> **What the task requires**: With the pictures removed, the data below must be transcribed in full and exactly.

> **Input for this task**:
________________________________________

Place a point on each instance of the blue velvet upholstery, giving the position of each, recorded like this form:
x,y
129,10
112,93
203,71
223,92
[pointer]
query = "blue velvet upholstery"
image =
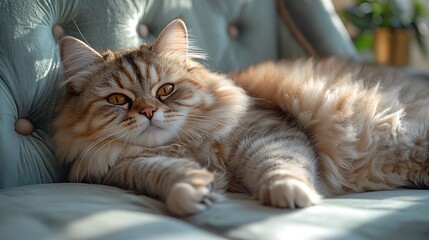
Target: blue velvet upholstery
x,y
234,34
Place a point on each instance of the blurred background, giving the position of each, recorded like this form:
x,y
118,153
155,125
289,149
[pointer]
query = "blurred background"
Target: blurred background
x,y
393,32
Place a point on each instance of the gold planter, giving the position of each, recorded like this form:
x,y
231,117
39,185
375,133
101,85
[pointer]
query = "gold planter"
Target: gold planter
x,y
392,46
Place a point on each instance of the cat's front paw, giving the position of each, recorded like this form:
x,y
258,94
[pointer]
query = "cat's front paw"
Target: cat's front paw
x,y
288,193
192,195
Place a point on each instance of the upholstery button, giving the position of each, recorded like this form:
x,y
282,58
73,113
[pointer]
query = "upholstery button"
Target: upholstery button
x,y
23,126
143,30
233,31
57,31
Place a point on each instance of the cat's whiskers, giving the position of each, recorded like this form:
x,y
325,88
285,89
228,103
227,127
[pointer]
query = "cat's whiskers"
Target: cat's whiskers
x,y
95,153
87,149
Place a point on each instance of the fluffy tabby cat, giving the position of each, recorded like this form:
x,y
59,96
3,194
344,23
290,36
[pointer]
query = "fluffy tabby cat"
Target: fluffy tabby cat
x,y
155,121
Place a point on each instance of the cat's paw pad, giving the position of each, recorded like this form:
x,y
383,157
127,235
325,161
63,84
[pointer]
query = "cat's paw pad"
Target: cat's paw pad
x,y
192,196
288,193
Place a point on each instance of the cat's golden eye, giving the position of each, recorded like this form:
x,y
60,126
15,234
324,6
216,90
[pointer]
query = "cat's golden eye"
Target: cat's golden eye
x,y
117,99
165,90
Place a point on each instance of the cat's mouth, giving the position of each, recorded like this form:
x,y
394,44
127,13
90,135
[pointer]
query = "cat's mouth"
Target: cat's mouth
x,y
151,129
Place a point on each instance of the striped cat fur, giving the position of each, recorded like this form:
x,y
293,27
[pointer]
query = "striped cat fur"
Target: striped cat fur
x,y
155,121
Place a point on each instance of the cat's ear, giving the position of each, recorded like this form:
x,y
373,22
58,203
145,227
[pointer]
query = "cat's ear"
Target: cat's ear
x,y
173,38
76,55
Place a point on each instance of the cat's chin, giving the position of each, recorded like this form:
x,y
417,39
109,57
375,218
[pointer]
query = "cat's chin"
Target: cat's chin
x,y
153,136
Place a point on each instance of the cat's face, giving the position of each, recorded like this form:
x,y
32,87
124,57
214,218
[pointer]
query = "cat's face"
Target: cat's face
x,y
149,96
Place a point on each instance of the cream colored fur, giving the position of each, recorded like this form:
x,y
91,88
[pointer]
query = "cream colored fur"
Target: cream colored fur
x,y
329,129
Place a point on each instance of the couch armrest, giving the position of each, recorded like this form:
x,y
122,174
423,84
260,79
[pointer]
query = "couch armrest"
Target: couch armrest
x,y
316,27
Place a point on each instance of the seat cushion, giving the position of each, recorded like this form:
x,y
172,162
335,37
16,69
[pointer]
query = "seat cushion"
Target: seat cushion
x,y
30,68
85,211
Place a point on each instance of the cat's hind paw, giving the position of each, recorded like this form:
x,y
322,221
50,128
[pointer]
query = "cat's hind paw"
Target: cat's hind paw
x,y
192,196
288,193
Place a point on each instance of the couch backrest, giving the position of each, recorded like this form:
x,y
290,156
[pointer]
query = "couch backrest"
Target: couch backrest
x,y
234,33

________________________________________

> **Written reply**:
Place a point on each instance of the blue velvet upholstery, giving the position of each, recorded like this form:
x,y
129,10
112,93
203,71
223,92
[pointer]
query = "blue velvet upholstery"
image =
Target: blue velvet upholstery
x,y
234,34
Place a point on each instance of the blurred background, giving the position of each, recorded like this form:
x,y
118,153
155,125
289,149
[pointer]
query = "blurred background"
Target: blurred background
x,y
393,32
Place a point on each instance of the gold planter, giving the position of each, recorded like this form:
x,y
231,117
39,185
375,133
101,85
[pointer]
query = "gold planter"
Target: gold planter
x,y
392,46
Place a point on each instance of the cat's front paw, giving the position of each, recorded like this form:
x,y
258,94
[pointer]
query = "cat's front paw"
Target: cat's front paw
x,y
288,193
192,195
Place a point on each instance of the upholstery button, giving the position of each, recorded like this form:
x,y
282,58
73,113
[pointer]
query = "upholstery button"
Target: upholstery button
x,y
23,126
143,30
233,31
57,31
Place a point on each instance of the cat's whiskers, giving the position of each, recorded like this form:
x,y
325,88
285,89
228,103
227,127
[pointer]
query = "cat's whiskers"
Target: cat's whiskers
x,y
95,153
87,149
Place a point on each instance of the fluffy tabby cat, giving the position of each, recorded like this form:
x,y
59,96
3,194
344,23
290,36
[pointer]
query = "fluffy tabby cat"
Target: fluffy tabby cat
x,y
155,121
Place a point on each instance of the cat's paw pad, giving the position of each, recorded like this form:
x,y
383,157
127,235
325,161
63,84
[pointer]
query = "cat's paw pad"
Target: cat's paw pad
x,y
192,196
288,193
Place a point on each instance of the cat's golden eye, giving the position of each, recorded like this form:
x,y
60,126
15,234
324,6
216,90
[pointer]
query = "cat's golden eye"
Target: cat's golden eye
x,y
117,99
165,90
Place a point on each instance of the cat's mouth, giving the position of each, recorded like this form:
x,y
394,44
127,13
90,135
[pointer]
query = "cat's mouth"
Target: cat's mouth
x,y
151,129
Place a point on each instance of the striped cat fur, giving the position of each, recorded like this form:
x,y
293,27
[pointer]
query = "striped cat fur"
Target: striped cat fur
x,y
155,121
Place a point on each instance of the cat's ear, giving the position of each, recorded like this form:
x,y
373,22
58,203
145,227
[pointer]
query = "cat's ear"
Target: cat's ear
x,y
173,38
76,55
Place a point on each instance of the cat's chin, giving the position of each, recorded like this form:
x,y
417,39
109,57
375,218
[pointer]
query = "cat's chin"
Target: cat's chin
x,y
153,136
Place a point on each instance of the cat's face, giving the position of each, recorded like this form:
x,y
32,87
124,57
214,218
[pointer]
query = "cat's face"
Target: cat's face
x,y
149,96
Place a point on each instance of the cream colored fur, giving the position of each, recorded like this form:
x,y
91,88
[pointer]
query = "cream colored fur"
Target: cream colored fur
x,y
329,129
Place a point on each instance of the couch armrest, giving the position of each, recorded like this form:
x,y
122,174
423,84
260,79
[pointer]
query = "couch armrest"
Target: couch armrest
x,y
316,27
Place a point on each instance of the seat cushion, giving the position of each, recorded like this form:
x,y
172,162
335,37
16,69
[pointer]
query = "seat cushion"
Target: seat cushion
x,y
30,68
85,211
Place a point on each instance of the cat's hind paw, giving the position of each, recorded like this form:
x,y
322,221
50,128
[pointer]
query = "cat's hind paw"
Target: cat's hind paw
x,y
192,196
288,193
Place a point on each instance of the couch backrest, giving the position of each, recorded like this form:
x,y
290,156
[pointer]
query = "couch backrest"
Target: couch backrest
x,y
234,33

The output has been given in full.